[Dataset records about object locations]
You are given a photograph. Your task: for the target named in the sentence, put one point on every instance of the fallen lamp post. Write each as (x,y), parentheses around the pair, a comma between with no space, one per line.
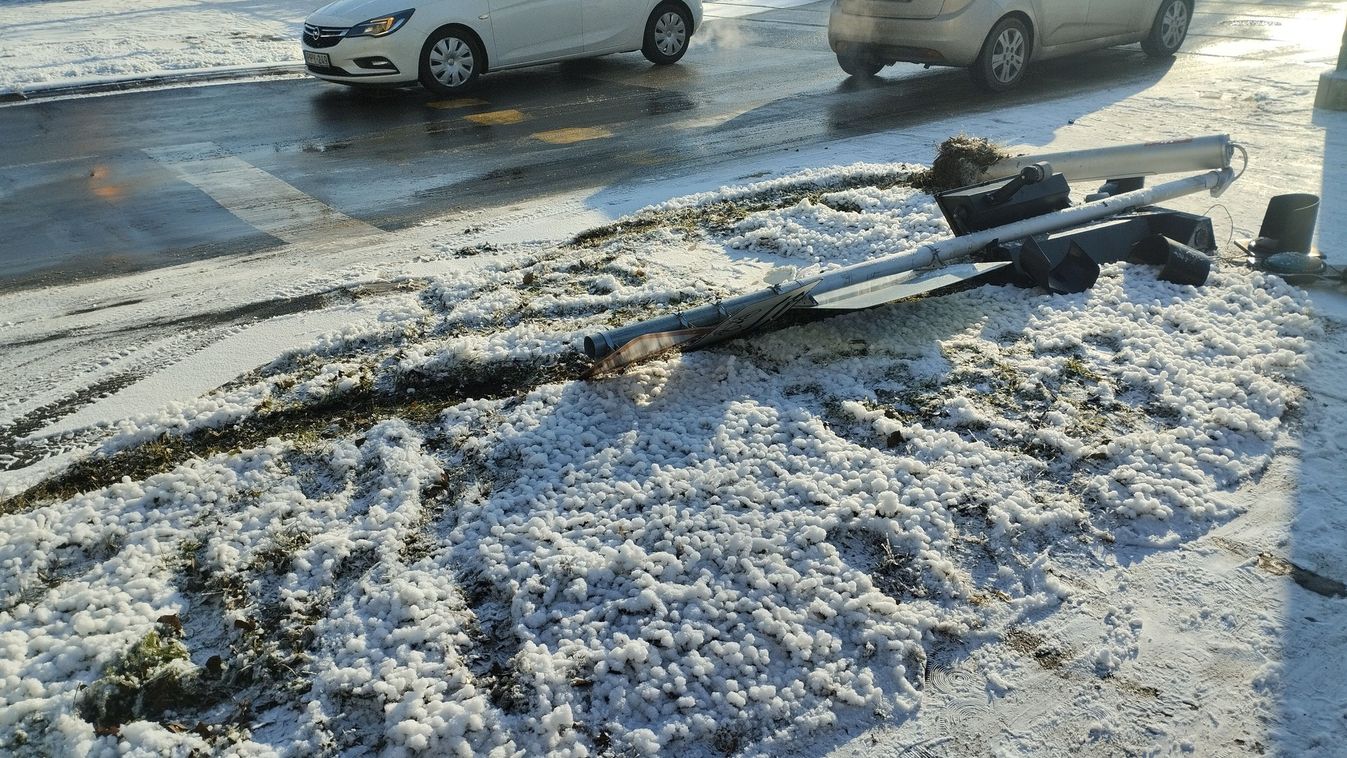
(1045,243)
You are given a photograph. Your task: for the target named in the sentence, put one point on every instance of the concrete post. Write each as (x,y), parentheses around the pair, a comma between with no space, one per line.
(1332,85)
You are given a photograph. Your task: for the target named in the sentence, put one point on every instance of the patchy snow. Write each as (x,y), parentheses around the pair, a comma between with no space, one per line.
(59,43)
(996,521)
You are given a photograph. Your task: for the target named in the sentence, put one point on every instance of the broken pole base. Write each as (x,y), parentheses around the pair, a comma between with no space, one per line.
(1332,90)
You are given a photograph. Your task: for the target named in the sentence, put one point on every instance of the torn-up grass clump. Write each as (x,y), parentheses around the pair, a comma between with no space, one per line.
(150,679)
(958,163)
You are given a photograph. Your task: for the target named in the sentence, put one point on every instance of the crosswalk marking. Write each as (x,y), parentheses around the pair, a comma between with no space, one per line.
(266,202)
(573,135)
(496,117)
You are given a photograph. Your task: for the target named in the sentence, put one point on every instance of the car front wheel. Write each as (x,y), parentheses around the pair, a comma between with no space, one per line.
(1005,55)
(450,62)
(1169,28)
(667,32)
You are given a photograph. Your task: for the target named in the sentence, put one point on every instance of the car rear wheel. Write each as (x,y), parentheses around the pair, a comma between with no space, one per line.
(667,32)
(1005,55)
(450,62)
(858,61)
(1169,28)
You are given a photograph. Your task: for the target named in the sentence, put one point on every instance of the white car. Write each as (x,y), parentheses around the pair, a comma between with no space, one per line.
(446,45)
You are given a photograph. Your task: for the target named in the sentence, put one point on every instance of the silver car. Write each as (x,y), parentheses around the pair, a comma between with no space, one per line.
(996,39)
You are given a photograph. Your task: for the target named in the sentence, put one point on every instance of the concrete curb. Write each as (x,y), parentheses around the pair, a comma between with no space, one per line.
(147,82)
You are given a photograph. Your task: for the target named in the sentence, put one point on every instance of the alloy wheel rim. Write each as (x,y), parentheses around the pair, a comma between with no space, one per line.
(451,61)
(1008,55)
(1175,24)
(670,32)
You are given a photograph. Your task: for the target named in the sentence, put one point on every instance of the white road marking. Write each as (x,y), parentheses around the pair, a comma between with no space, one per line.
(259,198)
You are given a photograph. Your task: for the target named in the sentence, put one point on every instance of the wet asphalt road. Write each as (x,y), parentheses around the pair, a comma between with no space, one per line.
(142,179)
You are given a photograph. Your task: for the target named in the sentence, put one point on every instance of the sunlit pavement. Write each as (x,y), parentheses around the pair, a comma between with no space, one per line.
(152,178)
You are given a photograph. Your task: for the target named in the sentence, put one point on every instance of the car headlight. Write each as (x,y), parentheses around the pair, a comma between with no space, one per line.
(381,26)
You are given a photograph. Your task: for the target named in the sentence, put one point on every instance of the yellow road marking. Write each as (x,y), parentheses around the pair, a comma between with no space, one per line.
(458,102)
(496,117)
(577,135)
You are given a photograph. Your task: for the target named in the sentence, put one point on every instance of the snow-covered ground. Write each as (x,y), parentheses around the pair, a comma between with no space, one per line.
(391,519)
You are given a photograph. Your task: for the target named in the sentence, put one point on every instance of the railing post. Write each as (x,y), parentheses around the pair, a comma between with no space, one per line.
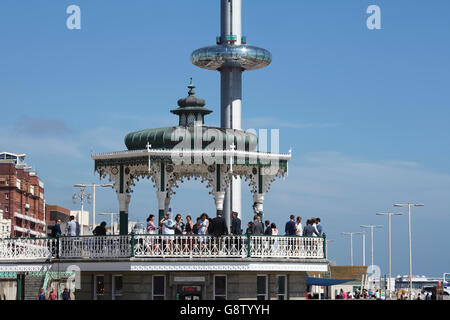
(249,248)
(132,244)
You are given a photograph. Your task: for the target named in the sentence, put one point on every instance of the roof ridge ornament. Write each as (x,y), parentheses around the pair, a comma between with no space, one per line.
(191,87)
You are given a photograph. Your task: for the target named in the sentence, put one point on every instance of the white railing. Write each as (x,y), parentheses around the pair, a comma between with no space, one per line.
(287,247)
(27,248)
(163,246)
(98,247)
(188,246)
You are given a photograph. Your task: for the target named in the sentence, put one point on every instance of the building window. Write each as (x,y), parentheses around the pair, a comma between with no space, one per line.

[OBJECTIVE] Beginning with the line that contains "of the snow-covered", repeat every remaining line of the data exactly, the last line included, and omit pictures.

[SOLUTION TO THIS EXERCISE]
You are given a photograph. Your task: for the target named in the sentence, put one point on every instance of the snow-covered ground. Write each as (x,y), parentheses around the pair, a comma between with no space, one per line.
(391,519)
You are given a photograph. Your task: for the target named in the sentence, put one point on every instance of the railing post. Write each as (x,y), parentheses around the pair, a comma between with no space, one per line.
(249,248)
(132,244)
You are given a photograph. Your task: for the target named in the sentence, put one point on every instance of the roof ridge ornament. Write each as (x,y), parentheses around the pair, a comma between with no space, one per line.
(191,87)
You are given a photograph. Your task: for the target named in the sentence, put one point on every instance of the white railing. Write each as (x,y), parentheses around the pair, a comma between with no space, one per line.
(287,247)
(27,248)
(163,246)
(98,247)
(188,246)
You are given a photograph. Your task: for the target named in the sentence, put one point on every instance of the building window. Write each as (x,y), parentheses around the pair, a comma between with no space, one per line.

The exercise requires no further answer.